YOUR OBJECTIVE. Everything in the records below goes into the copy exactly, except the pictures.
==== EXTRACTED INFORMATION ====
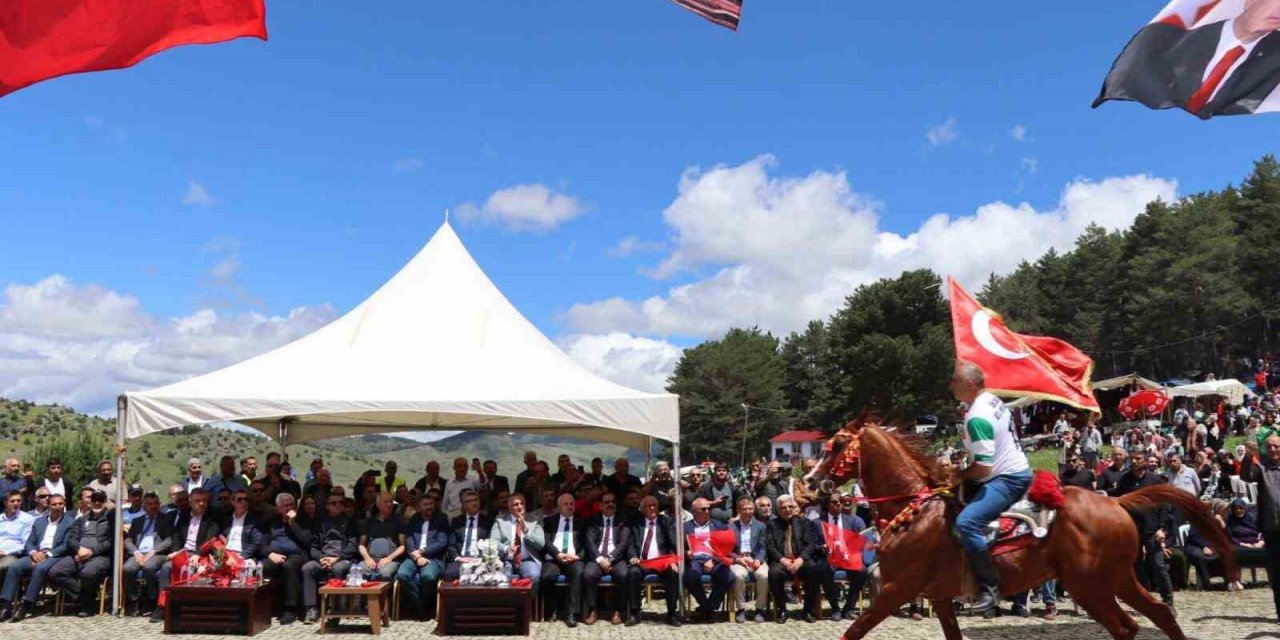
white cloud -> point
(789, 250)
(196, 195)
(408, 164)
(634, 245)
(83, 344)
(627, 360)
(944, 133)
(524, 208)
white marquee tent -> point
(438, 347)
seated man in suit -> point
(195, 526)
(465, 531)
(749, 561)
(703, 561)
(333, 548)
(520, 540)
(426, 538)
(145, 549)
(608, 544)
(795, 551)
(90, 543)
(380, 547)
(656, 536)
(566, 535)
(284, 548)
(45, 548)
(835, 522)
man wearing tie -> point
(146, 548)
(520, 542)
(835, 525)
(703, 561)
(795, 551)
(749, 560)
(608, 545)
(565, 549)
(426, 539)
(657, 536)
(45, 547)
(466, 530)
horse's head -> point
(840, 460)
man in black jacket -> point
(91, 542)
(795, 549)
(656, 536)
(1153, 526)
(333, 548)
(565, 551)
(283, 551)
(608, 544)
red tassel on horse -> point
(1046, 490)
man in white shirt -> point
(452, 499)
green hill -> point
(160, 458)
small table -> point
(204, 608)
(378, 611)
(484, 611)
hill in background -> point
(158, 460)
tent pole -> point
(679, 503)
(118, 547)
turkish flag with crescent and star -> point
(1016, 365)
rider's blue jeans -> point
(993, 497)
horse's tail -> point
(1196, 511)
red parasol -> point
(1147, 402)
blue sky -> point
(255, 177)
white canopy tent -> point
(438, 347)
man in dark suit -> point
(566, 540)
(608, 545)
(44, 549)
(832, 526)
(426, 540)
(795, 551)
(195, 526)
(750, 560)
(465, 531)
(654, 536)
(1223, 68)
(145, 549)
(702, 561)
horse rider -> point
(997, 465)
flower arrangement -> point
(485, 568)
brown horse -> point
(1091, 548)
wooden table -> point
(378, 611)
(219, 609)
(484, 611)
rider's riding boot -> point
(988, 581)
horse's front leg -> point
(891, 598)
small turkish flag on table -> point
(46, 39)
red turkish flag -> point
(46, 39)
(1016, 365)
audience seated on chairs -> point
(87, 566)
(380, 549)
(656, 535)
(608, 545)
(563, 557)
(145, 551)
(795, 551)
(702, 561)
(426, 538)
(521, 543)
(45, 547)
(750, 562)
(333, 549)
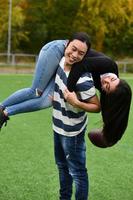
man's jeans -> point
(27, 99)
(70, 157)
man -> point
(70, 120)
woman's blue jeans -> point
(70, 157)
(37, 97)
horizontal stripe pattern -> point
(68, 120)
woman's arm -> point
(91, 105)
(99, 65)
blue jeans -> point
(36, 97)
(70, 157)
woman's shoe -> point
(3, 118)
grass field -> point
(27, 167)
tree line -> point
(34, 23)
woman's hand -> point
(71, 97)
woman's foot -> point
(3, 118)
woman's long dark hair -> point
(115, 109)
(115, 112)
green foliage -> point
(109, 23)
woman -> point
(70, 121)
(37, 96)
(115, 97)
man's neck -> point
(67, 67)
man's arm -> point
(91, 105)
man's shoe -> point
(3, 119)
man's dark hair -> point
(82, 36)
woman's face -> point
(109, 82)
(75, 51)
====
EXERCISE RESULT.
white cloud -> point
(789, 250)
(196, 195)
(408, 164)
(634, 245)
(83, 344)
(627, 360)
(944, 133)
(524, 208)
white marquee tent -> point
(438, 347)
seated man in suit -> point
(195, 526)
(465, 531)
(749, 561)
(703, 561)
(333, 548)
(520, 540)
(426, 538)
(145, 549)
(608, 544)
(795, 551)
(90, 543)
(380, 547)
(656, 536)
(566, 535)
(284, 548)
(45, 548)
(835, 522)
man wearing tie -> point
(146, 548)
(520, 542)
(835, 525)
(703, 561)
(795, 551)
(749, 560)
(608, 545)
(565, 549)
(426, 539)
(657, 536)
(45, 547)
(466, 530)
horse's head -> point
(840, 460)
man in black jacket -> point
(91, 542)
(795, 549)
(656, 536)
(1153, 526)
(333, 548)
(565, 551)
(283, 551)
(608, 544)
red tassel on horse -> point
(1046, 490)
man in white shirt -> point
(452, 499)
green hill -> point
(160, 458)
small table -> point
(204, 608)
(378, 611)
(484, 611)
hill in background -> point
(158, 460)
tent pole -> point
(679, 503)
(118, 547)
turkish flag with crescent and star -> point
(1016, 365)
rider's blue jeans -> point
(993, 497)
horse's tail -> point
(1196, 511)
red parasol -> point
(1147, 402)
blue sky -> point
(255, 177)
white canopy tent -> point
(438, 347)
man in dark suit -> point
(566, 540)
(608, 545)
(44, 549)
(832, 526)
(426, 540)
(795, 551)
(195, 526)
(750, 560)
(465, 531)
(654, 536)
(1223, 68)
(145, 549)
(702, 561)
horse rider -> point
(997, 465)
flower arrangement -> point
(485, 568)
brown horse -> point
(1091, 548)
wooden table -> point
(378, 611)
(219, 609)
(484, 611)
rider's riding boot -> point
(988, 581)
horse's front leg -> point
(891, 598)
small turkish flag on table -> point
(46, 39)
red turkish flag -> point
(46, 39)
(1016, 365)
audience seated on chairs -> point
(87, 566)
(380, 549)
(656, 535)
(608, 545)
(563, 557)
(145, 551)
(795, 551)
(702, 561)
(426, 538)
(521, 543)
(45, 547)
(750, 562)
(333, 549)
man's jeans -> point
(27, 99)
(70, 157)
man -> point
(70, 120)
woman's blue jeans -> point
(70, 157)
(37, 97)
horizontal stripe pattern -> point
(68, 120)
woman's arm -> point
(91, 105)
(99, 65)
blue jeans -> point
(36, 97)
(70, 157)
woman's shoe -> point
(3, 118)
grass field -> point
(27, 167)
tree line -> point
(34, 23)
woman's hand -> point
(71, 97)
woman's foot -> point
(3, 118)
woman's long dark hair -> point
(115, 109)
(115, 112)
green foliage -> point
(109, 23)
woman -> point
(70, 121)
(37, 96)
(115, 97)
man's neck -> point
(67, 67)
man's arm -> point
(91, 105)
man's shoe -> point
(3, 119)
man's dark hair -> point
(82, 36)
woman's face -> point
(109, 82)
(75, 51)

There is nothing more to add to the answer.